Rispondi in breve alle domande seguenti sul brano sui pupi qui sotto.
1. In che anno il Puzzo creò un pupo alto 80 cm, e di che materiale era l'armatura?
2. Quale fu il testo guida indicato nel brano?
3. Con quali saghe Hartwig rinvenne straordinarie somiglianze?

*BRANO FORNITO*:

═══

Il Puzzo era scultore, decoratore, sceneggiatore e regista della commedia, è già nel 1877 creò un pupo alto 80 cm. con armatura di latta, fino ai primi dell’’900 dove apparivano pupi più alti in bronzo e poi in cartapesta. Il testo guida, frutto di una vasta interpolazione degli stessi manoscritti dell’Ariosto e del Tasso, fu “Il Guido di Santa Croce”, un florilegio di leggende che andava dai Cavalieri della Tavola Rotanda, fino alla cavalleria di Carlo Magno, con Orlando, Rinaldo, Angelica, Marfisa, Clorinda e non pochi personaggi di lingua araba, fino a comprendere il feroce Saladino e il superbo guerriero Ferraù. Nella vecchia Ortigia si contano varie sedi di quel glorioso teatro e di quel manipolo di manovratori che negli anni ‘80 dell’’800 incantarono sia il Pitrè che lo storico Salvatore Salomone Marino e la stessa Gonzenbach, che ne fecero memoria in Germania, sbalordendo come si disse lo stesso Hartwig che nei suoi studi etnografici rinvenne straordinarie somiglianze con le saghe della Germania del Nord e che permisero al giovane Brann una formazione completa nel settore, che lo stesso aveva elaborato secondo lo stile wagneriano della totalità dell’opera d’arte, tanto da essere prima scrittore, poi attore e infine burattinaio, ma anche scenografo e musicista.

═══

*VOCI DEL DATASET*:
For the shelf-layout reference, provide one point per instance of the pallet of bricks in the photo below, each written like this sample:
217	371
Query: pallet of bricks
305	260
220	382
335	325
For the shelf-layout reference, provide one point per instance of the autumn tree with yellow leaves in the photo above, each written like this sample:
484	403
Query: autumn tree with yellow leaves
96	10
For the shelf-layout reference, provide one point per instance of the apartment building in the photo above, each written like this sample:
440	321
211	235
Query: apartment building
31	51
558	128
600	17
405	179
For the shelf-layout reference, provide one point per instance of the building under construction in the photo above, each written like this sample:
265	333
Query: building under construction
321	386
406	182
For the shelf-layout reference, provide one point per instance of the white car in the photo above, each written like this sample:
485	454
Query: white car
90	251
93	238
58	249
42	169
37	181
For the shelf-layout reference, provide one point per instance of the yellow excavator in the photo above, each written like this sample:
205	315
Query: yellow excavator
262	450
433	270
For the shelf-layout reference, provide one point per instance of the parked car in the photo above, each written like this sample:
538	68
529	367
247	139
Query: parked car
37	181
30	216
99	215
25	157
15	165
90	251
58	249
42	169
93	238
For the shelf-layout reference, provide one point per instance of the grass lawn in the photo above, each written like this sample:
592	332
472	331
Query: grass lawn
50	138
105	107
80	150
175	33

═══

*RISPOSTA COMPLETA*:
1. Nel 1877, con un'armatura di latta.
2. "Il Guido di Santa Croce".
3. Con le saghe della Germania del Nord.